_Assignment_. Could the data below please be reproduced word for word, without the pictures?

-------- Task inputs --------

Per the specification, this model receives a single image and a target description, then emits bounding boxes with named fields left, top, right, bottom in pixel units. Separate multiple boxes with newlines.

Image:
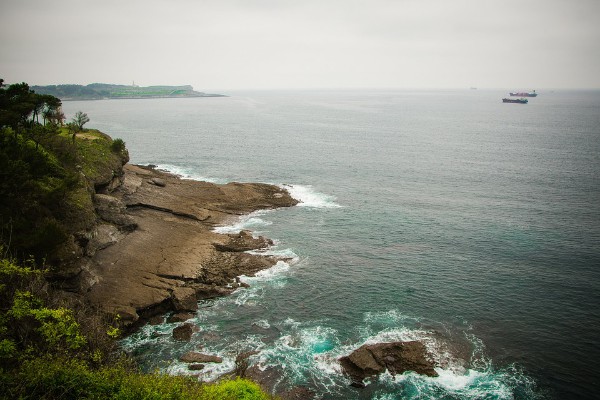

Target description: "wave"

left=121, top=307, right=544, bottom=399
left=153, top=163, right=225, bottom=183
left=149, top=166, right=342, bottom=210
left=281, top=184, right=342, bottom=208
left=212, top=210, right=273, bottom=234
left=245, top=312, right=544, bottom=399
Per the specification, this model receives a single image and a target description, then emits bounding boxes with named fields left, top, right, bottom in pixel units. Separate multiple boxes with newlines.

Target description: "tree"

left=0, top=81, right=62, bottom=134
left=71, top=111, right=89, bottom=131
left=67, top=122, right=78, bottom=144
left=41, top=95, right=64, bottom=126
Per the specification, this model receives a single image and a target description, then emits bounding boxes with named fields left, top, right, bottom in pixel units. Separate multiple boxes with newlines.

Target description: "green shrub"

left=110, top=138, right=126, bottom=154
left=201, top=377, right=271, bottom=400
left=1, top=357, right=273, bottom=400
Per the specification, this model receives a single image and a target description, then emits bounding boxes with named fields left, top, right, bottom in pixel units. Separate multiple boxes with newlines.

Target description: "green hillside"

left=31, top=83, right=225, bottom=100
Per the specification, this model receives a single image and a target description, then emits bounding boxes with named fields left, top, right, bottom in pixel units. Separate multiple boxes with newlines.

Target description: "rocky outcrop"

left=93, top=194, right=137, bottom=231
left=339, top=341, right=438, bottom=387
left=213, top=230, right=273, bottom=252
left=79, top=164, right=298, bottom=328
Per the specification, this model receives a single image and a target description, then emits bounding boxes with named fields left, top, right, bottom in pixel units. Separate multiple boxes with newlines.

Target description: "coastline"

left=81, top=163, right=298, bottom=329
left=60, top=94, right=227, bottom=101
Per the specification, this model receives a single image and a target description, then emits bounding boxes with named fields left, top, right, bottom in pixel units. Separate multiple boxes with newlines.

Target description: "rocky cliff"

left=50, top=132, right=297, bottom=328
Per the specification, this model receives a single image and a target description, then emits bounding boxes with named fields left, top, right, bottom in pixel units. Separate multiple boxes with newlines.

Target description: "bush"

left=110, top=138, right=126, bottom=154
left=1, top=357, right=272, bottom=400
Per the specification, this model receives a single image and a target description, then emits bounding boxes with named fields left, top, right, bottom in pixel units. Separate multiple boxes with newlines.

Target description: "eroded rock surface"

left=339, top=341, right=438, bottom=387
left=80, top=164, right=297, bottom=327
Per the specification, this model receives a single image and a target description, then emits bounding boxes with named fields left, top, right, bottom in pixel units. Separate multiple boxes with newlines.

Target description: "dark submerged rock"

left=180, top=351, right=223, bottom=363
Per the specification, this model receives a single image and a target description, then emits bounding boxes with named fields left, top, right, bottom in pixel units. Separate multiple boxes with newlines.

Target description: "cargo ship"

left=509, top=90, right=537, bottom=97
left=503, top=98, right=528, bottom=104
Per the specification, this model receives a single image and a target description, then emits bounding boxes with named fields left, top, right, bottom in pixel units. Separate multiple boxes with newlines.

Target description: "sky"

left=1, top=0, right=599, bottom=91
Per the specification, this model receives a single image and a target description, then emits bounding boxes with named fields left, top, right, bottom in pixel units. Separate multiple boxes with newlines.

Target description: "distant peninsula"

left=31, top=83, right=226, bottom=100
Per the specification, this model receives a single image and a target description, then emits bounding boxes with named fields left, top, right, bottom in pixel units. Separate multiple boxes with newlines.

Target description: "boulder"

left=167, top=311, right=195, bottom=323
left=172, top=323, right=194, bottom=341
left=188, top=364, right=205, bottom=371
left=149, top=177, right=167, bottom=187
left=339, top=341, right=437, bottom=388
left=180, top=351, right=223, bottom=363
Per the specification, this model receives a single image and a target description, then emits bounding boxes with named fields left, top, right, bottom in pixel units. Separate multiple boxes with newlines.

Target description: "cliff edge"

left=42, top=130, right=297, bottom=328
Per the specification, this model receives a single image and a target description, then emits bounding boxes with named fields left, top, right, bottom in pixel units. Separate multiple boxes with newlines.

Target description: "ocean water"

left=63, top=89, right=600, bottom=399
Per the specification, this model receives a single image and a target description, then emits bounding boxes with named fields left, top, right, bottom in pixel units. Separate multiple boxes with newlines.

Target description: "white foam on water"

left=122, top=309, right=542, bottom=399
left=281, top=184, right=342, bottom=208
left=119, top=319, right=186, bottom=351
left=255, top=322, right=343, bottom=393
left=253, top=319, right=271, bottom=329
left=167, top=333, right=266, bottom=382
left=212, top=210, right=273, bottom=234
left=233, top=286, right=265, bottom=306
left=166, top=351, right=236, bottom=381
left=155, top=164, right=224, bottom=183
left=363, top=309, right=421, bottom=326
left=245, top=247, right=299, bottom=262
left=239, top=260, right=291, bottom=284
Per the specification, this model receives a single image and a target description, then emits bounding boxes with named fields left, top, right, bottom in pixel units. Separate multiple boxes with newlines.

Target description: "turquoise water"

left=63, top=90, right=600, bottom=399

--------

_Response to this task_.
Per the specification, this model receives a single image and a target description, then emits bounding boxes with named fields left, top, right, bottom in pixel units. Separate multiple boxes with newlines.

Image:

Target description: "wave"

left=121, top=307, right=544, bottom=399
left=153, top=163, right=225, bottom=183
left=149, top=166, right=342, bottom=210
left=281, top=184, right=342, bottom=208
left=212, top=210, right=273, bottom=234
left=245, top=312, right=544, bottom=399
Per the specification, this model receives a single image and a target description, then emits bounding boxes with named fields left, top, right, bottom in pixel units. Separate multiple boxes with newlines.

Target description: "tree"

left=0, top=81, right=62, bottom=134
left=71, top=111, right=89, bottom=131
left=67, top=122, right=78, bottom=144
left=41, top=95, right=64, bottom=126
Per the specification, this model receives a single image and a target description, then emits bounding boxes with named fields left, top, right, bottom in pixel units. Separate multiple boxes with newlines.

Target description: "green shrub"

left=110, top=138, right=126, bottom=154
left=201, top=377, right=271, bottom=400
left=1, top=357, right=273, bottom=400
Per the specification, this model receives a single image and a target description, then emits bounding boxes with named fields left, top, right, bottom in pixel units. Separate multiple boxes with newlines.

Target description: "green hillside"

left=31, top=83, right=225, bottom=100
Per the specification, this model receives a single image and a target description, then emits bounding boxes with named fields left, top, right, bottom in pixel units. Separate multiple boxes with newlines.

Target description: "rocky outcrop"

left=93, top=194, right=137, bottom=231
left=339, top=341, right=438, bottom=387
left=213, top=230, right=273, bottom=252
left=79, top=164, right=298, bottom=328
Per the specification, this model receives a single image and a target description, then emits bounding boxes with named fields left, top, right, bottom in pixel units. Separate multiple boxes with newlines.

Target description: "coastline"

left=81, top=163, right=298, bottom=329
left=60, top=94, right=227, bottom=101
Per the specification, this model receives a single image and a target description, then emits bounding boxes with named fields left, top, right, bottom in pixel units. Separate multiple boxes with newlines.

Target description: "rocky cliff"

left=50, top=132, right=297, bottom=328
Per the specification, this model receives a single image and a target description, then emits bounding boxes with named fields left, top, right, bottom in pixel units. Separate multiple boxes with newlines.

Target description: "bush"

left=110, top=138, right=126, bottom=154
left=1, top=357, right=272, bottom=400
Per the specification, this model receives a single image and a target description, then emits bounding boxes with named fields left, top, right, bottom in pixel units. Separate multiple boxes with newlines.

Target description: "eroded rock surface"

left=339, top=341, right=438, bottom=387
left=80, top=164, right=297, bottom=327
Per the specification, this model receives a single image and a target description, then emits bounding boxes with named fields left, top, right, bottom in pixel units. Separate multiple boxes with newlines.

Target description: "dark submerged rock"

left=180, top=351, right=223, bottom=363
Per the specification, this model receives a single image and a target description, then emits bounding boxes with named fields left, top, right, bottom in pixel units. Separate multiple boxes with newlines.

Target description: "cargo ship"

left=509, top=90, right=537, bottom=97
left=503, top=98, right=528, bottom=104
Per the specification, this model receives a single image and a target description, then emits bounding boxes with named fields left, top, right, bottom in pixel units. Separate multiple boxes with newlines.

Target description: "sky"

left=1, top=0, right=599, bottom=91
Per the specification, this model receives a single image and a target description, then emits bounding boxes with named fields left, top, right, bottom in pixel units. Separate multiple boxes with newlines.

Target description: "distant peninsula"

left=31, top=83, right=226, bottom=100
Per the specification, this model receives a single image and a target description, then emits bounding boxes with named fields left, top, right, bottom in pixel units. Separate multiple boxes with newlines.

Target description: "boulder"

left=167, top=311, right=195, bottom=323
left=172, top=323, right=194, bottom=341
left=188, top=364, right=205, bottom=371
left=149, top=177, right=167, bottom=187
left=339, top=341, right=437, bottom=388
left=180, top=351, right=223, bottom=363
Per the specification, this model receives a single image and a target description, then emits bounding boxes with named fields left, top, right, bottom in pixel units. Separate multiple boxes with newlines.

Target description: "cliff edge"

left=42, top=130, right=297, bottom=328
Per the specification, this model receives a single image and a target description, then emits bounding boxes with named fields left, top, right, bottom in pixel units. Separate multiple boxes with newlines.

Target description: "ocean water"

left=63, top=89, right=600, bottom=399
Per the specification, this model receives a single image and a target description, then emits bounding boxes with named fields left, top, right, bottom in pixel units. Separate multiple boxes with newlines.

Target description: "white foam on water"

left=122, top=309, right=542, bottom=399
left=281, top=184, right=342, bottom=208
left=119, top=319, right=186, bottom=351
left=255, top=322, right=343, bottom=393
left=253, top=319, right=271, bottom=329
left=167, top=333, right=266, bottom=382
left=212, top=210, right=273, bottom=234
left=233, top=286, right=265, bottom=306
left=166, top=351, right=236, bottom=381
left=155, top=164, right=224, bottom=183
left=363, top=309, right=421, bottom=326
left=245, top=247, right=299, bottom=262
left=239, top=260, right=291, bottom=284
Per the specification, this model receives a single image and a target description, then emits bounding boxes with named fields left, top, right, bottom in pixel units. Separate multiple boxes with newlines.

Target description: "turquoise water"

left=63, top=90, right=600, bottom=399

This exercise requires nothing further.